From eb72584af8f5a598740a87ee024d0d899fdffc8d Mon Sep 17 00:00:00 2001
From: Terry Truong <terry06890@gmail.com>
Date: Thu, 26 May 2022 01:06:16 +1000
Subject: Trim otol tree to avoid certain slowdowns

Some nodes had multiple ancestors with over 10k children, and
jump-searching to them could take almost a minute for vue to load.
---
 backend/data/genOtolData.py | 133 +++++++++++++++++++++++++++++++++-----------
 1 file changed, 99 insertions(+), 34 deletions(-)

(limited to 'backend/data/genOtolData.py')

diff --git a/backend/data/genOtolData.py b/backend/data/genOtolData.py
index d1567d3..252e9f2 100755
--- a/backend/data/genOtolData.py
+++ b/backend/data/genOtolData.py
@@ -1,6 +1,6 @@
 #!/usr/bin/python3
 
-import sys, os.path, re
+import sys, os, re
 import json, sqlite3
 
 usageInfo =  f"usage: {sys.argv[0]}\n"
@@ -18,6 +18,9 @@ usageInfo += "Expected annotations.json format:\n"

**Exercise instructions:**
1. List every module the patch imports in the updated version of genOtolData.py.
2. According to the patch, how many insertions and deletions does the change make?
3. Please condense the patch paragraph beginning "Some nodes had multiple ancestors" into one shorter sentence that keeps its main facts.

**Material:**

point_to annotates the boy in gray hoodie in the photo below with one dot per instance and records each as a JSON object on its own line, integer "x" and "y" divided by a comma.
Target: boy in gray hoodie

**Exercise results:**
1. sys, os, re, json, sqlite3

2. 99 insertions and 34 deletions.

3. Jump-searching to nodes with several ancestors that each had over 10k children could take nearly a minute for vue to load.